[WRITTEN INSTRUCTION 1]
In the passage on the Qur’an and the Bible, which chapter of the Qur’an is taken up entirely by a single narrative, and what story does it tell?
[WRITTEN INSTRUCTION 2]
List every person named in the paragraph of the passage on the Qur’an and the Bible that begins "The Qur’an knows the biblical stories of David and Goliath".

[PAGE]
▬▬▬▬▬▬▬▬▬▬

The entire twelfth chapter of the Qur’an is devoted to a beautiful retelling of the story of Joseph of Egypt. It is the only chapter of the Qur’an that is entirely occupied by a single narrative.
The Qur’an knows the biblical stories of David and Goliath, as well as the parable Nathan tells to David in 2 Samuel 11-12. King David is a great revelator in the Qur’an. “To David We gave the Psalms.” Moreover, Solomon appears in the Qur’an not only as a great king of Israel but also as a magician, just as he does in post-biblical Jewish lore. And at one point the Qur’an seems to make Solomon the star of a story that the Bible connects with Gideon instead.
It is not only the stories of the Old Testament or Hebrew Bible that seem to find their counterparts in the Qur’an; the New Testament has Qur’anic parallels as well. A parable similar to that of the ten virgins occurs. The miraculous birth of John the Baptist is alluded to at several points. So, too, is the story of Mary, including Gabriel’s annunciation to her of the advent of the Savior and the virgin birth of Jesus. Certain Western scholars have seen a reminiscence of the institution of the eucharist or sacrament and the miracle of loaves and fishes.

▬▬▬▬▬▬▬▬▬▬

[EXTRACTED MATERIAL]
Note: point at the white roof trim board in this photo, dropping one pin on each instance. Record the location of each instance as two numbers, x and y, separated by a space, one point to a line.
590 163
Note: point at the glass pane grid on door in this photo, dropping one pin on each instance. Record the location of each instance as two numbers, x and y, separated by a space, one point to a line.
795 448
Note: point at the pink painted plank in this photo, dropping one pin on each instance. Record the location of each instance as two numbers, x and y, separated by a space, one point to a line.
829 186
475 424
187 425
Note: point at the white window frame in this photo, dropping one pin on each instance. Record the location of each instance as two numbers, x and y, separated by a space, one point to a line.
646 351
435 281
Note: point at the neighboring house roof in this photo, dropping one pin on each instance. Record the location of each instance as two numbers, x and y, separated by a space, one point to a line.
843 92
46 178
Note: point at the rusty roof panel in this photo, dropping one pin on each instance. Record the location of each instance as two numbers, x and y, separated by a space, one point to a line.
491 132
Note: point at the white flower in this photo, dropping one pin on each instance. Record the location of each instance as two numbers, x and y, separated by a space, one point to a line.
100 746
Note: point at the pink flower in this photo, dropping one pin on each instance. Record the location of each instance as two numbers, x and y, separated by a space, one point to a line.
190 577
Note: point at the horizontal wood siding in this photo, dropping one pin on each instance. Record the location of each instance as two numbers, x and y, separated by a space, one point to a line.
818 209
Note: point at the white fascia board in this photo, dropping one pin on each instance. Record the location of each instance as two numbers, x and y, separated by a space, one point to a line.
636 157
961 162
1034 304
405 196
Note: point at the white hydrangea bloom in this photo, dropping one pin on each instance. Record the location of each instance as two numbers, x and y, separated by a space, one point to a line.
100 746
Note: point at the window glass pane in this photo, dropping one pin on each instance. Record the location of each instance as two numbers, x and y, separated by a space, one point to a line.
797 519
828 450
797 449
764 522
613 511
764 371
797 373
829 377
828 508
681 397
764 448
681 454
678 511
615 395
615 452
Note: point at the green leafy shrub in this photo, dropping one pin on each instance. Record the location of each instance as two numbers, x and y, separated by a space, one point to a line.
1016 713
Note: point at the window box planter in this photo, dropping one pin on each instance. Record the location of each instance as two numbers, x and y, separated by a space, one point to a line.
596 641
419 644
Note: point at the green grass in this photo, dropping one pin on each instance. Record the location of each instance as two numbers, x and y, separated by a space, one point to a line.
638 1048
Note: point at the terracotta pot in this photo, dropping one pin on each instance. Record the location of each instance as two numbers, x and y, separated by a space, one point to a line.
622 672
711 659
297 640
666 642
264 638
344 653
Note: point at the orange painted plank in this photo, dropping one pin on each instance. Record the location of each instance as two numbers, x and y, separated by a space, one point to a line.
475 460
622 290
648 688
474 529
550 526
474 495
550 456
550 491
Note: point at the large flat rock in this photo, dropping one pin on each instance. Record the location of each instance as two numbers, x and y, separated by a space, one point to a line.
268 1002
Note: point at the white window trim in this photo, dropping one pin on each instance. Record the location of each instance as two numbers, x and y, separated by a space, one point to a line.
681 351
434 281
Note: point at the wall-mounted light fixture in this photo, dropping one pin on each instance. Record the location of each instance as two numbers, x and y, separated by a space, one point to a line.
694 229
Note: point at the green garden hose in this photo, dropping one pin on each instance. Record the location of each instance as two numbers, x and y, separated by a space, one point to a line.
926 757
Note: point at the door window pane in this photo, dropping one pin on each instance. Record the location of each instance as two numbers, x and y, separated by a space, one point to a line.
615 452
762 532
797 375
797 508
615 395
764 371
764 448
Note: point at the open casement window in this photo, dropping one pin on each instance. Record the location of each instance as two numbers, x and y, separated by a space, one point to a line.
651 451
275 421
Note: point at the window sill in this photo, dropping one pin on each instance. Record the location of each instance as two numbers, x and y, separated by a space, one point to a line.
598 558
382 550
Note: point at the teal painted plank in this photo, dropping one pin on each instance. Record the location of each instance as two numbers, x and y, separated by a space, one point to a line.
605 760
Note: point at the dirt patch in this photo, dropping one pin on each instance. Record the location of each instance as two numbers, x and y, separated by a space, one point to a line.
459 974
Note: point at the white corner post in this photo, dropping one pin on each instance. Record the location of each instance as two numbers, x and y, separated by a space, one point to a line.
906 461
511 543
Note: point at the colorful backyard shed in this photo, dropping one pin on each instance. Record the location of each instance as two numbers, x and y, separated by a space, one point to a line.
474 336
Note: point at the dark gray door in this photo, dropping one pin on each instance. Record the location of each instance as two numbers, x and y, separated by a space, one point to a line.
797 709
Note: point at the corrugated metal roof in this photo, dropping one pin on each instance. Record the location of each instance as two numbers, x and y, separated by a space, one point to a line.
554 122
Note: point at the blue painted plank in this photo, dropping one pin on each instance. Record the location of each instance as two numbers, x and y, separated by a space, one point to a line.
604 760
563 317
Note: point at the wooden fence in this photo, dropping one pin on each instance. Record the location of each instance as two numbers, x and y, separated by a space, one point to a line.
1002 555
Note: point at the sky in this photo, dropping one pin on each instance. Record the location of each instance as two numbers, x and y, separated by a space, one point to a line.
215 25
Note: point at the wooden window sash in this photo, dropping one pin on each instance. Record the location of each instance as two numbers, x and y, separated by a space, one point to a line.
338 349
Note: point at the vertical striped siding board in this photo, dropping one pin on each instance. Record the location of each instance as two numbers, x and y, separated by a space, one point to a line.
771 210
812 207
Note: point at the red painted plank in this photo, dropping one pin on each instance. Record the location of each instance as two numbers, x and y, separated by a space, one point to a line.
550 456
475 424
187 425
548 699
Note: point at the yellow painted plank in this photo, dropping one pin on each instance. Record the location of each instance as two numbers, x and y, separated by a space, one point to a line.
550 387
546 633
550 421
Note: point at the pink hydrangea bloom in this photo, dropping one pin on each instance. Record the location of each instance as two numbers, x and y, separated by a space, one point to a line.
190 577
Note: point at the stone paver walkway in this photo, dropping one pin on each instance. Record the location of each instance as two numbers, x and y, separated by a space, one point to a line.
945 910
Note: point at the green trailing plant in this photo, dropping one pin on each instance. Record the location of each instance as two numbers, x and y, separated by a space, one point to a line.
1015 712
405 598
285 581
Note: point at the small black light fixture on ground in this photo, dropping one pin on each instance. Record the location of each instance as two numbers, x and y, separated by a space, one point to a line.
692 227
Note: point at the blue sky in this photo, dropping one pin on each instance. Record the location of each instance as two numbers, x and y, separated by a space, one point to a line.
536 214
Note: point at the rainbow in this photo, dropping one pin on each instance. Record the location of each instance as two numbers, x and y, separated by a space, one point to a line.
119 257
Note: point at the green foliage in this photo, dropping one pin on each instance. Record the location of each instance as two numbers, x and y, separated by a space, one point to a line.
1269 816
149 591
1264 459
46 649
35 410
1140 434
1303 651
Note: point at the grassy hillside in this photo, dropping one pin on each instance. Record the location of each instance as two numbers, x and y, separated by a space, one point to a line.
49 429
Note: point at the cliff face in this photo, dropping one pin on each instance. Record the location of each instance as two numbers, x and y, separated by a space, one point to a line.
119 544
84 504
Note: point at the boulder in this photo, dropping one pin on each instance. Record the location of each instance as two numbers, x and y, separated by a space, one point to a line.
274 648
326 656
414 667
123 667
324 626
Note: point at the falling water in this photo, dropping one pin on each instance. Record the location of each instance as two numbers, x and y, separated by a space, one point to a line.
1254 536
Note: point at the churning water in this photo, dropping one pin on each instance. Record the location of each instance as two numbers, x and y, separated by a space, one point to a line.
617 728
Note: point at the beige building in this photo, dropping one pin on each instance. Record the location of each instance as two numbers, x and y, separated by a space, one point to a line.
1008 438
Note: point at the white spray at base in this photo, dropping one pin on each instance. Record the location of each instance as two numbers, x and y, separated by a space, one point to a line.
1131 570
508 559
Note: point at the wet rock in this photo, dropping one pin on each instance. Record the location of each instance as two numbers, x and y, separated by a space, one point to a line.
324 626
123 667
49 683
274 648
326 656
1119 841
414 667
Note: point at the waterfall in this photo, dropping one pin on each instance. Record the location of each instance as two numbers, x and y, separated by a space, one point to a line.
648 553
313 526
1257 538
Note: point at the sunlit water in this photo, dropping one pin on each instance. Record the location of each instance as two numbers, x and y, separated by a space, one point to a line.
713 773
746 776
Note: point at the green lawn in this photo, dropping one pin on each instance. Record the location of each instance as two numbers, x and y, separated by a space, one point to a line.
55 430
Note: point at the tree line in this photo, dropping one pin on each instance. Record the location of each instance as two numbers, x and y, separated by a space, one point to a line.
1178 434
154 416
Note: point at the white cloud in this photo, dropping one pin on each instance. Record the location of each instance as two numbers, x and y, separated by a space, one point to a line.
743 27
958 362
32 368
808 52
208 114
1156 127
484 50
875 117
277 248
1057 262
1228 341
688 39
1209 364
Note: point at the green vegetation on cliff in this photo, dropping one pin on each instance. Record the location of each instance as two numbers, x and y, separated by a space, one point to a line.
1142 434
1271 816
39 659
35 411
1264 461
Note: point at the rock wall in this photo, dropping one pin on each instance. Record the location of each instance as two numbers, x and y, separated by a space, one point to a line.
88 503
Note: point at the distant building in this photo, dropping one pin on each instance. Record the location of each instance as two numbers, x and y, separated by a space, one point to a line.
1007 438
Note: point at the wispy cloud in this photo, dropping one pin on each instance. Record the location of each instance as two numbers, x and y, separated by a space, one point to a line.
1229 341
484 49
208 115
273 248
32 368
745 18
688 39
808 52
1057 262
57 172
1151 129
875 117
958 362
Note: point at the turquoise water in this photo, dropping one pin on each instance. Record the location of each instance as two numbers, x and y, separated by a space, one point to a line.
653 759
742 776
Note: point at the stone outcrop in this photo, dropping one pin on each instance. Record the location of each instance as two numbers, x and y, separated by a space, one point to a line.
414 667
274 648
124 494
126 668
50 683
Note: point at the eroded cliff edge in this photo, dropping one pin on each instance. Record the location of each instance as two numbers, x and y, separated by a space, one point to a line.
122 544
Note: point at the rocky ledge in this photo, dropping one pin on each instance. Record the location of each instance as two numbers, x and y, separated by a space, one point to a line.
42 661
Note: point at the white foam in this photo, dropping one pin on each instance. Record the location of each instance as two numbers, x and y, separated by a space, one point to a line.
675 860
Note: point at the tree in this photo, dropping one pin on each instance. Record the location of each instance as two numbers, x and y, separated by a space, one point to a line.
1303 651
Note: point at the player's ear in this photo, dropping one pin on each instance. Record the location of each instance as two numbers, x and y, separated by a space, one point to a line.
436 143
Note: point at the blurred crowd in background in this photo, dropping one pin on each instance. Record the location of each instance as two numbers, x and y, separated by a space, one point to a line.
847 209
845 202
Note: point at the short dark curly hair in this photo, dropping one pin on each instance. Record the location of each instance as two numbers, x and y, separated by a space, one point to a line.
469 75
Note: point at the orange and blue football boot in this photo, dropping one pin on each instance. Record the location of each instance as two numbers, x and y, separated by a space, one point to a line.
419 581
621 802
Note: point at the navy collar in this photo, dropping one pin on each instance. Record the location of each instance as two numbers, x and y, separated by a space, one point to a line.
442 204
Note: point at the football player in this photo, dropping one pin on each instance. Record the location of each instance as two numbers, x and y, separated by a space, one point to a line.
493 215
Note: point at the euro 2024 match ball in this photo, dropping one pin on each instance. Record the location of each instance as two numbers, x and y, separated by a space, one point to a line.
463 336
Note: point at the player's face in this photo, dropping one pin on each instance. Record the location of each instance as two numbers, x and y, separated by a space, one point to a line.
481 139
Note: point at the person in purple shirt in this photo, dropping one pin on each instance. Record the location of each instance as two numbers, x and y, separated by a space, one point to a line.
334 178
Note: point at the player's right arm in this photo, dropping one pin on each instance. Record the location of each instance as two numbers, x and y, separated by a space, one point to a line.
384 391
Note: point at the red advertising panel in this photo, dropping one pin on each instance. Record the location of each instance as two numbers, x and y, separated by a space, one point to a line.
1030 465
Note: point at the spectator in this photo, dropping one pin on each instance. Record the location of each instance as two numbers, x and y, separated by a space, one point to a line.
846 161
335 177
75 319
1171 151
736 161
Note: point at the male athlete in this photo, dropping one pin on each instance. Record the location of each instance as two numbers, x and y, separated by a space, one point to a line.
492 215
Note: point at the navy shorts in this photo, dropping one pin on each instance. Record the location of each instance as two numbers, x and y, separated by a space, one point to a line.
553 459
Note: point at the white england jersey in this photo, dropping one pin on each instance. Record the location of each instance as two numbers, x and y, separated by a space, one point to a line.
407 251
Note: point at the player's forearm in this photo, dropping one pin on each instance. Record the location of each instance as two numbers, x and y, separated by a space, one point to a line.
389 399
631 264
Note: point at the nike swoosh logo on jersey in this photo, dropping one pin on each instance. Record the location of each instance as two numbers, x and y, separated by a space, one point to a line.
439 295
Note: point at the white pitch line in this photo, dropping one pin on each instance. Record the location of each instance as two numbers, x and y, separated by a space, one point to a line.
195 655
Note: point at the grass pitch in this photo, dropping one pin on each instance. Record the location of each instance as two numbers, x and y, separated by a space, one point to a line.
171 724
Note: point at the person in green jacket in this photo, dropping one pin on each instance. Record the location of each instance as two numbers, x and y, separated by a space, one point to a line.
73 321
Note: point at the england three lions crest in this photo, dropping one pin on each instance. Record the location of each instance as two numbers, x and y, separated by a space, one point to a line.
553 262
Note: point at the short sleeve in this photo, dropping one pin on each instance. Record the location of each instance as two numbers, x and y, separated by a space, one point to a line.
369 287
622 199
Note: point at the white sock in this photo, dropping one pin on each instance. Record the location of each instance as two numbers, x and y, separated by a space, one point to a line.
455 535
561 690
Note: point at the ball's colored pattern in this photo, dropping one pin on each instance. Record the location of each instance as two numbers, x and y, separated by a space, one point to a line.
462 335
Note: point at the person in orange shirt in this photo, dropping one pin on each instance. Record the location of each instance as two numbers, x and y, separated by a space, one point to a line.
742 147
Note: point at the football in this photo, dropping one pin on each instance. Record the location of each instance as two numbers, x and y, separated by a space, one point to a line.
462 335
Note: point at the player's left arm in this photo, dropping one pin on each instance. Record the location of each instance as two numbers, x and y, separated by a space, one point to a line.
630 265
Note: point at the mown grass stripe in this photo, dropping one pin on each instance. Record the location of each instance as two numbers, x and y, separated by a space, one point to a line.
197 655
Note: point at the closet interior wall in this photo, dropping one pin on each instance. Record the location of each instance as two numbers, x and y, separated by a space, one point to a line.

▬▬▬▬▬▬▬▬▬▬

[TASK RESPONSE 1]
The twelfth chapter, which retells the story of Joseph of Egypt.

[TASK RESPONSE 2]
David, Goliath, Nathan, Solomon, Gideon